◆ **Arbeitsanweisung**:
Geben Sie alle folgenden Datensätze Zeile für Zeile unverändert wieder.

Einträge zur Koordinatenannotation
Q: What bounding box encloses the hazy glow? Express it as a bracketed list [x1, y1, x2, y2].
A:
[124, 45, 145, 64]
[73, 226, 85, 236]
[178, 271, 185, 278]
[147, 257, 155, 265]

◆ **Ergebnis der Aufgabe**:
Q: What bounding box encloses the hazy glow? Express it as a bracketed list [x1, y1, x2, y2].
A:
[124, 45, 145, 64]
[73, 226, 85, 236]
[178, 271, 185, 278]
[147, 257, 155, 265]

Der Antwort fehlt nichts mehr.